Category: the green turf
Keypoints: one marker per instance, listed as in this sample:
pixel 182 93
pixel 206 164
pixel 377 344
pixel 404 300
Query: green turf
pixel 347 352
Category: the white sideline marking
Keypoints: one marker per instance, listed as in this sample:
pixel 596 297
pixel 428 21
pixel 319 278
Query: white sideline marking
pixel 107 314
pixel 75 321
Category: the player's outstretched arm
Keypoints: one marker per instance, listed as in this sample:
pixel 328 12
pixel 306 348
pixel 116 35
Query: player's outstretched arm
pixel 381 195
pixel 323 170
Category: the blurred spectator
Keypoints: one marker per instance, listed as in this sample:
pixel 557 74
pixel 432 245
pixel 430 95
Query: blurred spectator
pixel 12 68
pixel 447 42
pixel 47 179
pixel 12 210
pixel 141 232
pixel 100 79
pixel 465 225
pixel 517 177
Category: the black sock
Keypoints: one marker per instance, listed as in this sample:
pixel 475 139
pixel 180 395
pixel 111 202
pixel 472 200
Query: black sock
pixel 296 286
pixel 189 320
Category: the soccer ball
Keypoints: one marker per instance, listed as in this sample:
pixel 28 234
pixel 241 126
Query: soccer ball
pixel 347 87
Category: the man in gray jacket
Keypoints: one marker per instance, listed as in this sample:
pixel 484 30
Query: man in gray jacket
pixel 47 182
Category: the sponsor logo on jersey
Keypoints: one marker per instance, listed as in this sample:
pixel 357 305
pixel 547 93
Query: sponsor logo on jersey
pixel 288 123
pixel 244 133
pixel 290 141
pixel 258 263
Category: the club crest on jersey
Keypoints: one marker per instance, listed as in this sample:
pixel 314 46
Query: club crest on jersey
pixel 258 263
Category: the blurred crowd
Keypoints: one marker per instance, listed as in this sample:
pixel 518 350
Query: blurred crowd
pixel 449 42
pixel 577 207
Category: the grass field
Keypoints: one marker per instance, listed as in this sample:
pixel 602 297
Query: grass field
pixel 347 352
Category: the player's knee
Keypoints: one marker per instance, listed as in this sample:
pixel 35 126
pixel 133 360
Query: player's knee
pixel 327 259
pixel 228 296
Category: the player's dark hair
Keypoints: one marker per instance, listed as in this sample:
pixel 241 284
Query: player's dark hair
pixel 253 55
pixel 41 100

☆ ☆ ☆ ☆ ☆

*GOAL OF THE EXERCISE*. Rewrite every line of the records above as a JSON list of strings, with one string for each line and no blank lines.

*RESPONSE TO THIS TASK*.
[
  "Category: the green turf",
  "Keypoints: one marker per instance, listed as in this sample:",
  "pixel 182 93",
  "pixel 206 164",
  "pixel 377 344",
  "pixel 404 300",
  "Query: green turf",
  "pixel 347 352",
  "Category: the white sideline marking",
  "Keypoints: one marker per instance, listed as in this sample:",
  "pixel 596 297",
  "pixel 428 21",
  "pixel 319 278",
  "Query: white sideline marking",
  "pixel 107 314",
  "pixel 75 321",
  "Category: the player's outstretched arm",
  "Keypoints: one marker per instance, listed as in this sample:",
  "pixel 328 12",
  "pixel 306 348",
  "pixel 116 35",
  "Query: player's outstretched arm",
  "pixel 381 195",
  "pixel 323 170",
  "Category: the blurred spectator",
  "Keypoints: one marker per instance, listed as in this sample:",
  "pixel 557 74",
  "pixel 432 245",
  "pixel 430 95",
  "Query: blurred spectator",
  "pixel 12 68",
  "pixel 447 42",
  "pixel 47 179",
  "pixel 12 210",
  "pixel 141 232",
  "pixel 100 79",
  "pixel 465 225",
  "pixel 517 177",
  "Category: the black sock",
  "Keypoints: one marker per instance, listed as in this sample:",
  "pixel 475 139",
  "pixel 180 395",
  "pixel 111 202",
  "pixel 472 200",
  "Query: black sock",
  "pixel 296 286",
  "pixel 189 320",
  "Category: the soccer ball",
  "Keypoints: one marker per instance, listed as in this sample:",
  "pixel 28 234",
  "pixel 241 126",
  "Query: soccer ball",
  "pixel 347 87",
  "Category: the man in gray jacket",
  "Keypoints: one marker per instance, listed as in this sample:",
  "pixel 484 30",
  "Query: man in gray jacket",
  "pixel 47 182",
  "Category: the sponsor logo on jersey",
  "Keypoints: one marker per instance, listed as in this sample:",
  "pixel 357 305",
  "pixel 547 93",
  "Query: sponsor logo on jersey",
  "pixel 288 123",
  "pixel 244 133",
  "pixel 290 141",
  "pixel 258 263",
  "Category: the club crest on jersey",
  "Keypoints: one marker per instance, listed as in this sample:",
  "pixel 314 46",
  "Query: club crest on jersey",
  "pixel 258 263",
  "Category: the blurred crowd",
  "Keypoints: one marker per instance, listed as in this sample:",
  "pixel 518 350",
  "Query: blurred crowd",
  "pixel 449 42",
  "pixel 577 207",
  "Category: the grass field",
  "Keypoints: one marker per instance, listed as in this sample:",
  "pixel 602 297",
  "Query: grass field",
  "pixel 347 352",
  "Category: the player's knee",
  "Keypoints: one marker per instance, listed as in this sample:",
  "pixel 35 126",
  "pixel 133 360",
  "Query: player's knee",
  "pixel 327 259",
  "pixel 228 296",
  "Category: the player's dark hair",
  "Keypoints: one marker per instance, listed as in this sample:",
  "pixel 241 284",
  "Query: player's dark hair",
  "pixel 253 55",
  "pixel 41 100"
]